In the cinemagraphs article below, change "captivating" to "mesmerizing" and write out the passage from "Two artists have" up to and including "but utterly captivating.".

SELECTED EXTRACT:

○ ○ ○

Have you ever seen a photo move? Artists develop amazing cinemagraphs that take 'stills' to the next level
It is, in their own words, ‘something more than a photo but less than a video’.
Two artists have created a new way to to record your special moments - pictures with movement.
The ‘cinemagraphs’ look like still photos but actually feature a subtle area of movement designed to grab your eye and keep you looking. The effect is slightly eerie - but utterly captivating.

Hair-raising: Cinemagraphs may look like stills, but they feature a subtle area of movement designed to grab your eye. These animated photos are the work of Jamie Beck (pictured) and her fellow artist Kevin Burg

Turning a page: The cinemagraphs work by using GIFs, a type of picture format similar to a JPEG which has been around since the invention of home computers but has come into its own with broadband Internet
In one shot of a crowded square, bodies are frozen in time, but one man quietly turns the pages of his newspaper.
Another photo of a restaurant terrace is brought to life by the reflection of a taxi going past in the window.

○ ○ ○

DATA SHOWN:
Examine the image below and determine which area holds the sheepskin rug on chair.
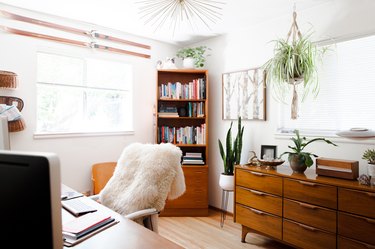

○ ○ ○

OUTPUT FOR THIS TASK:
Two artists have created a new way to to record your special moments - pictures with movement.
The ‘cinemagraphs’ look like still photos but actually feature a subtle area of movement designed to grab your eye and keep you looking. The effect is slightly eerie - but utterly mesmerizing.